- Genre: Sci-fi
- Created by: Kenneth Johnson
- Written by: Rockne S. O'Bannon Kenneth Johnson Diane Frolov Andrew Schneider
- Directed by: Kenneth Johnson
- Starring: Gary Graham Eric Pierpoint Michele Scarabelli Terri Treas
- Music by: Steve Dorff
- Country of origin: United States
- Original language: English

Production
- Executive producers: Tarquin Gotch Kenneth Johnson
- Producers: Ron Mitchell Bob Lemchen Venita Ozols-Graham
- Production locations: Los Angeles, California
- Cinematography: Ronald Víctor García
- Editor: David Strohmaier
- Running time: 91 minutes
- Production company: Twentieth Century Fox Television

Original release
- Network: Fox
- Release: November 12, 1996

= Alien Nation: The Enemy Within =

Alien Nation: The Enemy Within (original airdate: November 12, 1996) was the fourth television film produced to continue the story after the cancellation of Alien Nation. It was written by Diane Frolov and Andrew Schneider, and directed by Kenneth Johnson.

━━━━━━━━━━━━━━━━

#### [Instruction 1]
Report every line of the rows below that contains the string "rocky", treating uppercase and lowercase as different.

━━━━━━━━━━━━━━━━

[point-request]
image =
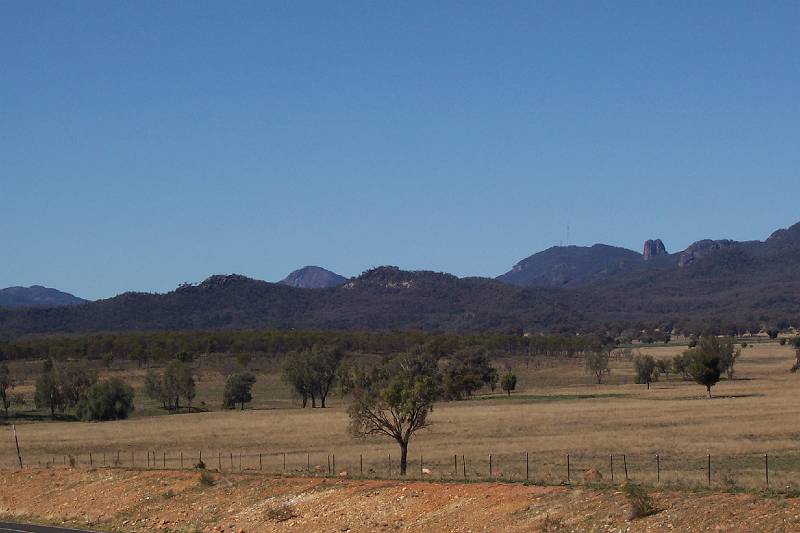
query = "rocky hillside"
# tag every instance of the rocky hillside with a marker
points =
(36, 296)
(313, 277)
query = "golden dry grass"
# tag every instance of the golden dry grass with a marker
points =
(558, 410)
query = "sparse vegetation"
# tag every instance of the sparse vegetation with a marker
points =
(641, 503)
(646, 370)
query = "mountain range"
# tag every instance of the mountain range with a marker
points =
(712, 284)
(36, 296)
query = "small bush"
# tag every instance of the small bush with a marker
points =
(206, 479)
(281, 513)
(552, 525)
(641, 503)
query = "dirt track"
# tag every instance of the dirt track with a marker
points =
(129, 500)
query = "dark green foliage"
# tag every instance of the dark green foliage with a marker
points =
(509, 382)
(645, 368)
(596, 361)
(312, 373)
(48, 390)
(238, 390)
(106, 400)
(467, 373)
(704, 367)
(394, 399)
(173, 385)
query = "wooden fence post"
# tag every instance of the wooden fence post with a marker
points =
(16, 442)
(625, 464)
(658, 469)
(568, 472)
(611, 463)
(527, 467)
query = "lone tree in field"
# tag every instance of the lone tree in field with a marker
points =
(106, 400)
(705, 369)
(238, 390)
(509, 382)
(597, 363)
(646, 370)
(6, 384)
(312, 373)
(394, 400)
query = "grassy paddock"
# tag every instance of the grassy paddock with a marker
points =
(557, 410)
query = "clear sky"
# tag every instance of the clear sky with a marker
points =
(143, 144)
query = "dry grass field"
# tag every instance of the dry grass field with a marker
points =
(556, 410)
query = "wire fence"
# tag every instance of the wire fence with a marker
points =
(781, 472)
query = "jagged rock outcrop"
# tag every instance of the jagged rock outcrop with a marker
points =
(703, 248)
(653, 248)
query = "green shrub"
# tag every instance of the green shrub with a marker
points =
(106, 400)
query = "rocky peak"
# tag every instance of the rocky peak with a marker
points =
(653, 248)
(701, 249)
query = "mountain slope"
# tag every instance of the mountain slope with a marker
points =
(571, 266)
(36, 296)
(313, 277)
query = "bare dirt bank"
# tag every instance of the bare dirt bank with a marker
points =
(132, 500)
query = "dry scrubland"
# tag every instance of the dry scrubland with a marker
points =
(125, 500)
(557, 410)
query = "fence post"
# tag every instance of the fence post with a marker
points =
(611, 461)
(568, 470)
(625, 464)
(658, 469)
(527, 467)
(16, 442)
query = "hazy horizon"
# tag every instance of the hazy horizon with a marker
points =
(149, 144)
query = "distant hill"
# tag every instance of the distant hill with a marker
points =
(722, 286)
(572, 266)
(36, 296)
(313, 277)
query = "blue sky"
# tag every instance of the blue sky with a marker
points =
(143, 144)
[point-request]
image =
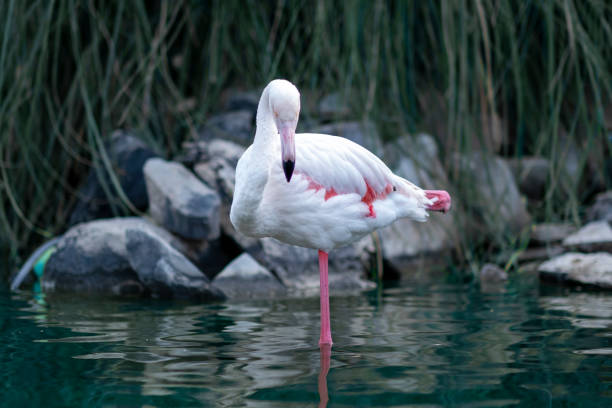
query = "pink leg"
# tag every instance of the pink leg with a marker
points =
(325, 326)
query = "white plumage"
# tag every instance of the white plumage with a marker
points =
(317, 191)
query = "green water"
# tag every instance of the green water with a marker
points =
(427, 345)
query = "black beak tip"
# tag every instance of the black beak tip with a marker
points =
(288, 166)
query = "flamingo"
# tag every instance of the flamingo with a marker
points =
(325, 192)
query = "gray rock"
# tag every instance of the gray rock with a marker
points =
(491, 273)
(298, 268)
(92, 258)
(127, 154)
(531, 174)
(180, 202)
(245, 278)
(492, 194)
(602, 208)
(333, 106)
(594, 270)
(593, 237)
(548, 233)
(363, 133)
(166, 272)
(237, 126)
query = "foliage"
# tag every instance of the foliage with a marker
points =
(534, 75)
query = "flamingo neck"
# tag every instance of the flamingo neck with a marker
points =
(266, 133)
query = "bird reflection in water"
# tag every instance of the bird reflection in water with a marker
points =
(325, 359)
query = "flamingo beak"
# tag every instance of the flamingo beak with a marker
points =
(287, 132)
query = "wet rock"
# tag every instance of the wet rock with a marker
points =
(333, 106)
(237, 126)
(239, 100)
(602, 208)
(531, 174)
(593, 237)
(593, 270)
(245, 278)
(494, 200)
(363, 133)
(92, 258)
(180, 202)
(548, 233)
(164, 271)
(491, 273)
(127, 154)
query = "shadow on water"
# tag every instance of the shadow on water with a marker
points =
(432, 344)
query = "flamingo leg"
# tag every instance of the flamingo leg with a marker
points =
(325, 325)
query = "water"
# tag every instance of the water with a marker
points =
(428, 345)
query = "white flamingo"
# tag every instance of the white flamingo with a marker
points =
(325, 191)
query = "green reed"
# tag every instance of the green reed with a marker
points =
(534, 73)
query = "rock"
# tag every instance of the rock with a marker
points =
(531, 174)
(164, 271)
(298, 268)
(245, 278)
(491, 273)
(593, 237)
(92, 258)
(594, 270)
(548, 233)
(602, 208)
(180, 202)
(363, 133)
(495, 204)
(238, 100)
(237, 126)
(333, 106)
(127, 154)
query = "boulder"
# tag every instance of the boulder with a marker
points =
(593, 270)
(549, 233)
(333, 106)
(93, 258)
(593, 237)
(245, 278)
(180, 202)
(602, 208)
(164, 271)
(298, 268)
(237, 126)
(363, 133)
(127, 155)
(531, 174)
(496, 207)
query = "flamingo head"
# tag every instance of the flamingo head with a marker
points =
(285, 106)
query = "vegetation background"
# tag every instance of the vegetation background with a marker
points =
(515, 78)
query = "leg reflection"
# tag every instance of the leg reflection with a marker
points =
(325, 358)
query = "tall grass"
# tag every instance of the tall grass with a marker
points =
(72, 71)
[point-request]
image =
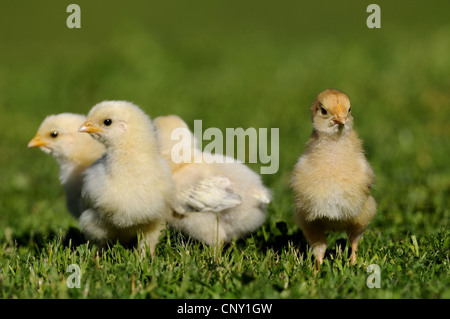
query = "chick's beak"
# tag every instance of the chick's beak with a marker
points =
(339, 120)
(37, 142)
(89, 127)
(340, 117)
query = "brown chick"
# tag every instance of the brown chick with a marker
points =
(332, 179)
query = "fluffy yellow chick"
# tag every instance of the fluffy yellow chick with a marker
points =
(129, 190)
(332, 179)
(215, 202)
(58, 136)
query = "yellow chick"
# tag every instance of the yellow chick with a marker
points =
(332, 179)
(129, 190)
(58, 136)
(215, 202)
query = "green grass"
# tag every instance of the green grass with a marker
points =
(232, 65)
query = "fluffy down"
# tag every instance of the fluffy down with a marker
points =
(58, 136)
(128, 190)
(215, 202)
(332, 179)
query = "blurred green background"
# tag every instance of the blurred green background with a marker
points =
(234, 64)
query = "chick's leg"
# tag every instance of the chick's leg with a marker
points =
(359, 224)
(315, 235)
(150, 236)
(354, 240)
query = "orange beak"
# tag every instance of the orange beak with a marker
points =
(37, 142)
(340, 117)
(339, 120)
(89, 127)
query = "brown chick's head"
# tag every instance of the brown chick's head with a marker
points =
(331, 113)
(58, 136)
(119, 123)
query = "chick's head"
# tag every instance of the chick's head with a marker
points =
(118, 123)
(331, 112)
(58, 136)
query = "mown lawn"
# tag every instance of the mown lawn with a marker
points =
(232, 64)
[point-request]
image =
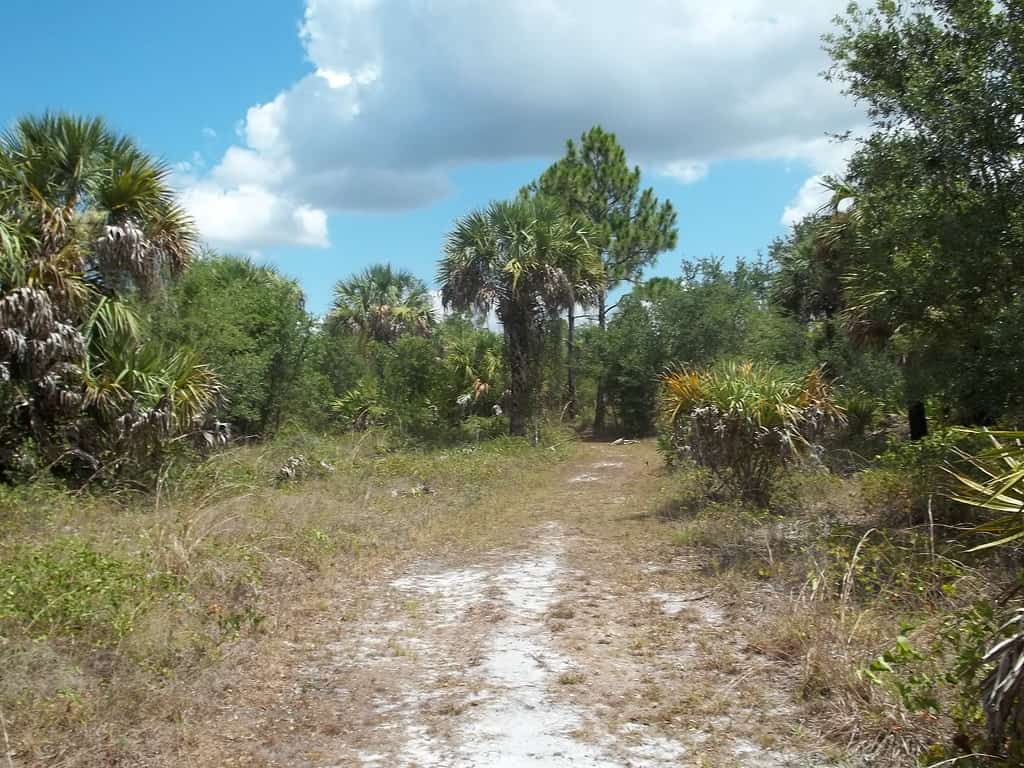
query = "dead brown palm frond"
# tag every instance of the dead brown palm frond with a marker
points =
(744, 422)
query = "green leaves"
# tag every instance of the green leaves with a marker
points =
(594, 183)
(382, 303)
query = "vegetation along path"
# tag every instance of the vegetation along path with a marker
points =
(582, 640)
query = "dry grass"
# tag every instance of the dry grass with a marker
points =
(827, 579)
(230, 553)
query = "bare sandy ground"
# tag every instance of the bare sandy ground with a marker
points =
(588, 643)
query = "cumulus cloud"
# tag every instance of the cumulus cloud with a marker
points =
(400, 92)
(250, 216)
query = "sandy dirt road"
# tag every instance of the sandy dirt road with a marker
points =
(588, 642)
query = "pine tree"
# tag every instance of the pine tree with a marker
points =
(629, 227)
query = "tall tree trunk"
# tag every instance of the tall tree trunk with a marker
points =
(599, 401)
(517, 348)
(570, 395)
(918, 420)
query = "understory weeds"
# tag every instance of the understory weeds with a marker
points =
(870, 594)
(115, 609)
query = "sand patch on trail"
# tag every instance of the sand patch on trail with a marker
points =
(481, 641)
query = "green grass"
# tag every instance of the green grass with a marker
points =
(115, 604)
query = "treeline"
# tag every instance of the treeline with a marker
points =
(119, 340)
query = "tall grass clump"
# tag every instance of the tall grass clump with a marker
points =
(744, 422)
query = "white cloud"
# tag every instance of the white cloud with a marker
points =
(828, 159)
(686, 171)
(400, 92)
(249, 216)
(811, 197)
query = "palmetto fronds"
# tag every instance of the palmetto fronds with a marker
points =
(382, 303)
(744, 421)
(525, 260)
(85, 215)
(137, 392)
(523, 254)
(993, 479)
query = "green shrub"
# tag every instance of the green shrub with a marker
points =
(67, 587)
(744, 422)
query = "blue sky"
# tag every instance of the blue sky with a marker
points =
(328, 134)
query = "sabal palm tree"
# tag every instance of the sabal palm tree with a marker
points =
(525, 260)
(381, 304)
(85, 217)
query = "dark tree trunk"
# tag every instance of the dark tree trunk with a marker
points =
(570, 395)
(599, 401)
(918, 420)
(517, 349)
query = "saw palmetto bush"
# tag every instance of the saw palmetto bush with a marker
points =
(87, 220)
(744, 422)
(993, 480)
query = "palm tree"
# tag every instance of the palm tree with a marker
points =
(525, 260)
(85, 218)
(381, 304)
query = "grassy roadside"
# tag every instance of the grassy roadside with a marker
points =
(864, 588)
(116, 609)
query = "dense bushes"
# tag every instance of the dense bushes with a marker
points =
(744, 422)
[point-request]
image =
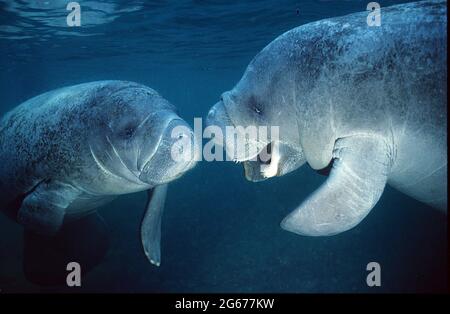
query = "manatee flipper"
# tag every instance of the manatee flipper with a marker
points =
(151, 224)
(43, 209)
(84, 241)
(355, 184)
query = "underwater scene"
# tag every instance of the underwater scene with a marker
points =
(98, 97)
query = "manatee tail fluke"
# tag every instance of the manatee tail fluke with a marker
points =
(84, 241)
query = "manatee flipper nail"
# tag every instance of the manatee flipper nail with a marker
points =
(151, 224)
(355, 184)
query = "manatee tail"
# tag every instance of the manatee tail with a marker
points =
(84, 241)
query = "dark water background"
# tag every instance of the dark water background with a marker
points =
(220, 232)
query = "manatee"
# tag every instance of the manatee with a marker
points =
(69, 151)
(368, 105)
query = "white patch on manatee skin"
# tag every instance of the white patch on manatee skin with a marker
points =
(271, 170)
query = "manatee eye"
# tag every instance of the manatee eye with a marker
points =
(128, 132)
(257, 109)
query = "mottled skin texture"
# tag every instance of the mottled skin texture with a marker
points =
(66, 152)
(371, 99)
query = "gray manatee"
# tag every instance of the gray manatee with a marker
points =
(68, 151)
(369, 104)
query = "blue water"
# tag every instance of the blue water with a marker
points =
(220, 233)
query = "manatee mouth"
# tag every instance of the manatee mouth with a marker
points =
(264, 166)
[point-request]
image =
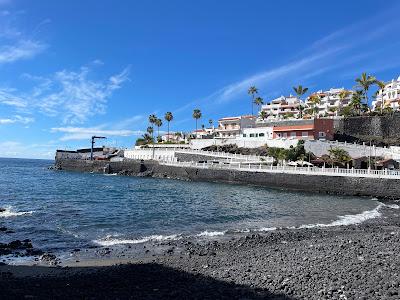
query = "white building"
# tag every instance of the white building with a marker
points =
(231, 127)
(259, 133)
(174, 137)
(204, 133)
(390, 96)
(330, 101)
(283, 108)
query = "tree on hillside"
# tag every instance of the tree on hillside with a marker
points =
(158, 123)
(252, 91)
(364, 82)
(341, 156)
(342, 95)
(259, 101)
(314, 100)
(168, 117)
(381, 85)
(356, 102)
(300, 91)
(263, 114)
(196, 116)
(150, 131)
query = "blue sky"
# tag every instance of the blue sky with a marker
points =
(69, 69)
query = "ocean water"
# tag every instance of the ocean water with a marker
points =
(60, 211)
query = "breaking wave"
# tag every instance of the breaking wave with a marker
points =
(211, 233)
(341, 221)
(351, 219)
(110, 240)
(9, 212)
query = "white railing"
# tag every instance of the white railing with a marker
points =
(147, 153)
(368, 173)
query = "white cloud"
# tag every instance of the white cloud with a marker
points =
(84, 133)
(23, 49)
(8, 97)
(336, 50)
(16, 119)
(72, 95)
(23, 150)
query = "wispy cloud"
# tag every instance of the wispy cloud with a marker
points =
(16, 119)
(340, 49)
(84, 133)
(8, 97)
(16, 44)
(71, 95)
(22, 49)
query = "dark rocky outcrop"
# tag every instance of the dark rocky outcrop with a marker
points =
(379, 130)
(354, 186)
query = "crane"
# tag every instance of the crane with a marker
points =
(93, 142)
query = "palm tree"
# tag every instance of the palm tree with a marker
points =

━━━━━━━━━━━━━━━━

#### [Instruction 2]
Print the part of the Alien Nation film page above from "Alien Nation: The Enemy Within (original" to "by Kenneth Johnson.", copying it word for word.

#### [Response 1]
query = "rocky hillside"
# tag every instance of the rocky hillside with a marker
query = "rocky peak"
# tag every instance of the rocky peak with a marker
query = "dark rocky outcrop"
# tag every instance of the dark rocky outcrop with a marker

#### [Response 2]
Alien Nation: The Enemy Within (original airdate: November 12, 1996) was the fourth television film produced to continue the story after the cancellation of Alien Nation. It was written by Diane Frolov and Andrew Schneider, and directed by Kenneth Johnson.